Start

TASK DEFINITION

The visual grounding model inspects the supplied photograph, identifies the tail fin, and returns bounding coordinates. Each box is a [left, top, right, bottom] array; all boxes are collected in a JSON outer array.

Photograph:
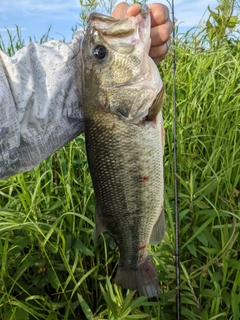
[[114, 256, 160, 298]]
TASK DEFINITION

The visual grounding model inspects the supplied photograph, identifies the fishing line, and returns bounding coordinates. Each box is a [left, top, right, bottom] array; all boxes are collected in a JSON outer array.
[[172, 0, 181, 320]]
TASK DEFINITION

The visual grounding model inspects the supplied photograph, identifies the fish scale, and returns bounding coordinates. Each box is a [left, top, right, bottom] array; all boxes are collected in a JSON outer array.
[[82, 4, 165, 297]]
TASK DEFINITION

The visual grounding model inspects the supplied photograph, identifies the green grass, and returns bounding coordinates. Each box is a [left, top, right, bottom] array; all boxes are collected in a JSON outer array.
[[0, 3, 240, 320]]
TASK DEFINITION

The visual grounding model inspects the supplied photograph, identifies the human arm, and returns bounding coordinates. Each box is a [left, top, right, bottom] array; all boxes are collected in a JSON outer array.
[[0, 35, 83, 179]]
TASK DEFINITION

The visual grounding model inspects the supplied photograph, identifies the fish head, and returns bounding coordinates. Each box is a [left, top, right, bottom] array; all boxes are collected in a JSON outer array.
[[82, 5, 162, 123]]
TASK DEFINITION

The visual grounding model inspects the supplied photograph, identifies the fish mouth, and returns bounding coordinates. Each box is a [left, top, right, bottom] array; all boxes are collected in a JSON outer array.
[[87, 4, 151, 53]]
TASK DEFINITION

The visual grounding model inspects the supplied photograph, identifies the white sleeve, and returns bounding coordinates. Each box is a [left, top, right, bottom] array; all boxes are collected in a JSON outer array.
[[0, 32, 83, 179]]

End

Put the listing above into a two-column CSV headed prompt_text and bounding_boxes, with one row for each object the listing asks to locate. Each row should hold its full wording and its box coordinates, each in one quoted field with line breaks turned into spaces, and the picture should be left out.

prompt_text,bounding_boxes
"TASK DEFINITION The visual grounding model inspects the supplied photograph, identifies the tail fin, and returns bounding coordinates. Each box is a [left, top, right, bottom] array; all boxes are collected in a JSON outer array. Photograph:","[[114, 256, 160, 298]]"
"TASK DEFINITION The visual grounding model inspects the supplied photograph, identifies the fishing line, and returns bounding coordinates. Each box is a [left, top, right, bottom] array; all boxes are collected in a JSON outer array.","[[172, 0, 181, 320]]"
"TASK DEFINITION The visual grounding model inspects the supplied photograph, identifies the fish scale, and returns bounding coordinates. Each box is a [left, top, right, bottom] array; all boxes are collected in a JSON outer array.","[[82, 4, 165, 297]]"
"TASK DEFINITION The visual grounding model inspects the supplied photograph, identifies the green grass, and returns bounding coordinates. Each box is a [left, top, right, bottom] array; all boxes are collected in a JSON outer array.","[[0, 3, 240, 320]]"
"TASK DEFINITION The visual grounding model inspects the supplied photograph, identifies the human arm, and returns bounding coordinates. Each box is a [left, top, right, bottom] array; all boxes are collected in a JSON outer array.","[[0, 35, 83, 179]]"
"TASK DEFINITION The visual grounding model inspects the supplied photograph, identifies the fish head, and returns bounding coordinates. Each box is a [left, top, right, bottom] array; all boxes are collected in a JSON outer array.","[[82, 5, 162, 123]]"
"TASK DEFINITION The visual grounding model inspects the supplied photograph, identifies the fish mouth, and returns bounding coordinates. Each box is a [left, top, right, bottom] array; all boxes are collected in a JSON outer array.","[[87, 4, 151, 53]]"
"TASK DEFINITION The visual grounding model inspects the supplied photograph, identifies the white sleeve, and returns bounding coordinates. Each box is a [left, top, right, bottom] array; all boxes are collected in a JSON outer array.","[[0, 32, 83, 179]]"